SUPPLIED TEXT =>
■ ■ ■
Electrostatic Interactions Leading to Hierarchical Interpenetrating Electroconductive Networks in Silicon Anodes for Fast Lithium Storage

Recently, the frequency of combining MXene, which has unique properties such as metal-level conductivity and large specific surface area, with silicon to achieve excellent electrochemical performance has increased considerably. There is no doubt that the introduction of MXene can improve the conductivity of silicon and the cycling stability of electrodes after elaborate structure design. However, most exhaustive contacts can only improve the electrode conductivity on the plane. Herein, a MXene@Si/CNTs (HIEN-MSC) composite with hierarchical interpenetrating electroconductive networks has been synthesized by electrostatic self-assembly. In this process, the CNTs are first combined with silicon nanoparticles and then assembled with MXene nanosheets. Inserting CNTs into silicon nanoparticles can not only reduce the latter's agglomeration, but also immobilizes them on the three-dimensional conductive framework composed of CNTs and MXene nanosheets. Therefore, the HIEN-MSC electrode shows superior rate performance (high reversible capacity of 280 mA h(-1) even tested at 10 A g(-1)), cycling stability (stable reversible capacity of 547 mA h g(-1) after 200 cycles at 1 A g(-1)) and applicability (a high reversible capacity of 101 mA h g(-1) after 50 cycles when assembled with NCM622 into a full cell). These results may provide new insights for other electrodes with excellent rate performance and long-cycle stability.

Automated summary

This study presents a MXene@Si/CNTs (HIEN-MSC) composite with hierarchical interpenetrating electroconductive networks synthesized by electrostatic self-assembly. The electrode shows superior rate performance, cycling stability, and applicability in full cells, providing new insights for other electrodes with excellent rate performance and long-cycle stability.
■ ■ ■
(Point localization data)
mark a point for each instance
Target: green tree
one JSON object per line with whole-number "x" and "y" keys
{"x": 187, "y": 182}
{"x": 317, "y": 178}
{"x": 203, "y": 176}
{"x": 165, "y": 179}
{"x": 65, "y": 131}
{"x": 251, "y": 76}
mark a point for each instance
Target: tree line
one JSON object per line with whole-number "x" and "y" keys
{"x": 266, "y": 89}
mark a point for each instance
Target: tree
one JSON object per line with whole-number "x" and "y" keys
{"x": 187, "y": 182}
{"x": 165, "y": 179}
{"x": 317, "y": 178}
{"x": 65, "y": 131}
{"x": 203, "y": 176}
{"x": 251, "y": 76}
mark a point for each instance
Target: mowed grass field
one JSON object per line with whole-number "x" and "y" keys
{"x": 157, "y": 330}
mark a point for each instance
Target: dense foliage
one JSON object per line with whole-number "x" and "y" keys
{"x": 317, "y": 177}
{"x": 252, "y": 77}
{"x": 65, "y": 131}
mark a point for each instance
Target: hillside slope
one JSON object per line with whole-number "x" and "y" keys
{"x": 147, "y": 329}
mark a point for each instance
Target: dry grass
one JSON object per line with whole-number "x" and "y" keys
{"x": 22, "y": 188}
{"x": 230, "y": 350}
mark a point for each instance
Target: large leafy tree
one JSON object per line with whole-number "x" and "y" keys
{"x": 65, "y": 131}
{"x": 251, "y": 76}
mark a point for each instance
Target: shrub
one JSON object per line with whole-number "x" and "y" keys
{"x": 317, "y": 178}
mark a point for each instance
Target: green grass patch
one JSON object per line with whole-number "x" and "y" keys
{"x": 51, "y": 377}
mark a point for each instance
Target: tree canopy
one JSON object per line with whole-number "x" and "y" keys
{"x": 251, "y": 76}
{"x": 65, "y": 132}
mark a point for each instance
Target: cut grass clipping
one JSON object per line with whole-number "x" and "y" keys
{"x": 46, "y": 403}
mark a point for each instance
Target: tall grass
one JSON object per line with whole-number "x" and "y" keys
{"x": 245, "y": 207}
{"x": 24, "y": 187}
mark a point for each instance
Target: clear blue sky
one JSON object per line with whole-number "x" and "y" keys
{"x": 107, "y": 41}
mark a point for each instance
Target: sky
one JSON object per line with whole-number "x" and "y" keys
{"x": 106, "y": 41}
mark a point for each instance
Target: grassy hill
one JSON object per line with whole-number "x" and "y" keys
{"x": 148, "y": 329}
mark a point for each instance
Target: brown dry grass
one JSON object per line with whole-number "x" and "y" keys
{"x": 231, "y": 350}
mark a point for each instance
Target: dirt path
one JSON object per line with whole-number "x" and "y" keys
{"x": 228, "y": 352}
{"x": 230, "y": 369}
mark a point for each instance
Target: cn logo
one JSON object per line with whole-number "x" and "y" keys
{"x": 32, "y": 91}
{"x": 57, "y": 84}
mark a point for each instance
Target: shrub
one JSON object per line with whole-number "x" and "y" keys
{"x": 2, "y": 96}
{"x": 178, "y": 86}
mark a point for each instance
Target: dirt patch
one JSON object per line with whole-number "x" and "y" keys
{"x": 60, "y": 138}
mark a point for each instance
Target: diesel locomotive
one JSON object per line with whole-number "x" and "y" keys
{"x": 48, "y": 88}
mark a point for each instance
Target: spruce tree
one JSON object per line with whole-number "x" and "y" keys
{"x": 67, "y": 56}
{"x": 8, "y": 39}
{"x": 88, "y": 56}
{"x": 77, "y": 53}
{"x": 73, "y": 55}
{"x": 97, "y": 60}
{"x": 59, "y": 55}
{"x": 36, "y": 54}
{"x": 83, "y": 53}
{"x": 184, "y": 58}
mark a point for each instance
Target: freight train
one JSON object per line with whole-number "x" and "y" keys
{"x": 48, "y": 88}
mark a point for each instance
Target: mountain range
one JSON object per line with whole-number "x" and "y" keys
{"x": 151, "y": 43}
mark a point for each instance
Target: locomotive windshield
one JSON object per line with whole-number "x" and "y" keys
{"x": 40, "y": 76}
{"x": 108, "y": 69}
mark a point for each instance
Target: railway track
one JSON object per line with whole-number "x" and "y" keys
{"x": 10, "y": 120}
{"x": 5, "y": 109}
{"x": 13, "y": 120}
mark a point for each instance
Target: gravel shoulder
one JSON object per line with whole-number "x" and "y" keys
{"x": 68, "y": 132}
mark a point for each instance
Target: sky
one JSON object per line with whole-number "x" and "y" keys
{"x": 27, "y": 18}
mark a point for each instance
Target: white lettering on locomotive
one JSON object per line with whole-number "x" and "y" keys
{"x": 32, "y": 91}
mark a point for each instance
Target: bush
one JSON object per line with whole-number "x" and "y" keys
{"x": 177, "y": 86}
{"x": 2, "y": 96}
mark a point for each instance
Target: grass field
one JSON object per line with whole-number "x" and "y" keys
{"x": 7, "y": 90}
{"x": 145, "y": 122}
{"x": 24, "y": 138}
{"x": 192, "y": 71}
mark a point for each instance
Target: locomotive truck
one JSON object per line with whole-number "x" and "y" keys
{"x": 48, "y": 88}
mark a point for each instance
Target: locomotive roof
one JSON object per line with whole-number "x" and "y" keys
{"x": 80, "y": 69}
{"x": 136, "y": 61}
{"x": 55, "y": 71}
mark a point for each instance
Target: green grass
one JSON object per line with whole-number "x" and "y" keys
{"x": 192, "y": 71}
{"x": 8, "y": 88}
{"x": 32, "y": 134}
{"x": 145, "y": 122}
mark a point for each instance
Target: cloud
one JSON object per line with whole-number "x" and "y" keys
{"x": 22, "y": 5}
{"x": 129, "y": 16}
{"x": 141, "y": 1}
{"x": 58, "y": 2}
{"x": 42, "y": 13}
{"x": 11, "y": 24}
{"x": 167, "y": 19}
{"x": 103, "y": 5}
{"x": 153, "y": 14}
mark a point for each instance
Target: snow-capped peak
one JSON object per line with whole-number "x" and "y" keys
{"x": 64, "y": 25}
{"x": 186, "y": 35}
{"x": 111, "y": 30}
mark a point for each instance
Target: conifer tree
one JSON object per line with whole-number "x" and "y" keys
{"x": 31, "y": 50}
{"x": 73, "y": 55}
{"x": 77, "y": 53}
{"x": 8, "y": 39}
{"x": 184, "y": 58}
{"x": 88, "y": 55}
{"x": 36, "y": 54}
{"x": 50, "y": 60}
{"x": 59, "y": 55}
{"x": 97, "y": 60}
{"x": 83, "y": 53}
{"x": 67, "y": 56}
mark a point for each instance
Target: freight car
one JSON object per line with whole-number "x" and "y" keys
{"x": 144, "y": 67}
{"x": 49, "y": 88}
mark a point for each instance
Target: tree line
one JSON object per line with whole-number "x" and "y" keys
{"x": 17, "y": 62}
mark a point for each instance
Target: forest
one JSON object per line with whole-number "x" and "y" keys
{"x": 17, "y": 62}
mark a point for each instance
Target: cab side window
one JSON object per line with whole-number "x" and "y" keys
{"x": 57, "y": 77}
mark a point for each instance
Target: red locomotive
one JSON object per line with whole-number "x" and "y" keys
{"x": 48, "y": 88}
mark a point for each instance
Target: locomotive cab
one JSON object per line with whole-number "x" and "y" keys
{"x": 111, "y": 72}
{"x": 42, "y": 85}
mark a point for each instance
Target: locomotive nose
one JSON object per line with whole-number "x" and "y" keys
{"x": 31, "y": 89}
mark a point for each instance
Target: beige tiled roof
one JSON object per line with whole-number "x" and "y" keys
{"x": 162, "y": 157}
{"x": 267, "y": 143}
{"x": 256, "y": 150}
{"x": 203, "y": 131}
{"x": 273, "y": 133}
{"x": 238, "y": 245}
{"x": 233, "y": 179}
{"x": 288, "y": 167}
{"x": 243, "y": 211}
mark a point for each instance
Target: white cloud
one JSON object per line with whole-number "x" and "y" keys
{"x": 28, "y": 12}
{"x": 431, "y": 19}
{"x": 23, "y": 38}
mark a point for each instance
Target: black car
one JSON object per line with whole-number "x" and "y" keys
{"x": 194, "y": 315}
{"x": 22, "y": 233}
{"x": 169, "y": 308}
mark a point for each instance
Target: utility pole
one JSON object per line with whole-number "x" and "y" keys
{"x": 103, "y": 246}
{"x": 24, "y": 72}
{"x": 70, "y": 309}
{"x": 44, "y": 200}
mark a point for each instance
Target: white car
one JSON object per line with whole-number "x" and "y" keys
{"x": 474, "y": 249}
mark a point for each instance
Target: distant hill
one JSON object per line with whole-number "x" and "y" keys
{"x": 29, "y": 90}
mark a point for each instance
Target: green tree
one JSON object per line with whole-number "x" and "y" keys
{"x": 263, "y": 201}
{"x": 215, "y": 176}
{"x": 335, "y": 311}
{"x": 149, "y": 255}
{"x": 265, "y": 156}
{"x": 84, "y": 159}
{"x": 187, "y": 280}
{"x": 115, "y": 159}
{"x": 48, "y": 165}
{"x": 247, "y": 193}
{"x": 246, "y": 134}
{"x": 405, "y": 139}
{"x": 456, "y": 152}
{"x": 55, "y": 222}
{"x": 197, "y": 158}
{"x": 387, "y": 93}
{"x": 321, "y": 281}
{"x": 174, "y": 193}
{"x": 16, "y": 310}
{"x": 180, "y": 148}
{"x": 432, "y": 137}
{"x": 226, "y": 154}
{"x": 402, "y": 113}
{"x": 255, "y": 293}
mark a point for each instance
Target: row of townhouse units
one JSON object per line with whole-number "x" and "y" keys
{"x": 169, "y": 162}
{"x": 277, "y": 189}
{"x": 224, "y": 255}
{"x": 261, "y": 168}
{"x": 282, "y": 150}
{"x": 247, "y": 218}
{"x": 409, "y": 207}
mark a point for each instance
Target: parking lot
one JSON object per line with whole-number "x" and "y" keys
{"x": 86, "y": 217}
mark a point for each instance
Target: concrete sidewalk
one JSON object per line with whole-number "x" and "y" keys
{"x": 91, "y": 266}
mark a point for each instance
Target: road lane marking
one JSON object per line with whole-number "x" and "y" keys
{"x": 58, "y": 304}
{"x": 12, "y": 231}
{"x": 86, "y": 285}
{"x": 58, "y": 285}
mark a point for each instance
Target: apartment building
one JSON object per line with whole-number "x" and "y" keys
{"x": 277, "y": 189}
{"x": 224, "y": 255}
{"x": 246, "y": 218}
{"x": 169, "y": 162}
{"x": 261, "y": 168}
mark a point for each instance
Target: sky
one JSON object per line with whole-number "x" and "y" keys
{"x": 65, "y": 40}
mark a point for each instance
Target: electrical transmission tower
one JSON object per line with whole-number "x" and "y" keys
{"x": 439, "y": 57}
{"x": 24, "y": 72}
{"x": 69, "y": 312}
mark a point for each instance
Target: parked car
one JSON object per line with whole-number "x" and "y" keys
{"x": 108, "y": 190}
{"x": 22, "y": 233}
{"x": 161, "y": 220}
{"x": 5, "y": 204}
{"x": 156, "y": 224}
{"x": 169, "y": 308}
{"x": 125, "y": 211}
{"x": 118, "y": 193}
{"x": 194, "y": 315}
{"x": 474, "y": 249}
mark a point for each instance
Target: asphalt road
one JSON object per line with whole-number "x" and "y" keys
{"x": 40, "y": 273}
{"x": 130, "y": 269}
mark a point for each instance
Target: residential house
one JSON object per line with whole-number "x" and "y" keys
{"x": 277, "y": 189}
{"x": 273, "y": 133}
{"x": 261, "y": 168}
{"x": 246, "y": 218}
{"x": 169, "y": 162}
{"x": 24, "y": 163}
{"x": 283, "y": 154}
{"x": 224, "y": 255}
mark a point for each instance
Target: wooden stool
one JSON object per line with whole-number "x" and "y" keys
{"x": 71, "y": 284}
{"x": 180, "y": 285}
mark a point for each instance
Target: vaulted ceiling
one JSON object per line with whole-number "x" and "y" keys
■ ■ ■
WHAT YOU NEED TO DO =>
a) In the silicon anode abstract, what stable reversible capacity does the HIEN-MSC electrode retain after 200 cycles at 1 A g(-1)?
b) Give a two-sentence summary of the silicon anode abstract.

RESPONSES TO THE TASKS =>
a) 547 mA h g(-1)

b) A MXene@Si/CNTs (HIEN-MSC) composite with hierarchical interpenetrating electroconductive networks was synthesized by electrostatic self-assembly, with CNTs first combined with silicon nanoparticles and then assembled with MXene nanosheets. The inserted CNTs reduce silicon agglomeration and immobilize the particles on a three-dimensional conductive framework, so the electrode shows superior rate performance, cycling stability, and applicability in a full cell with NCM622.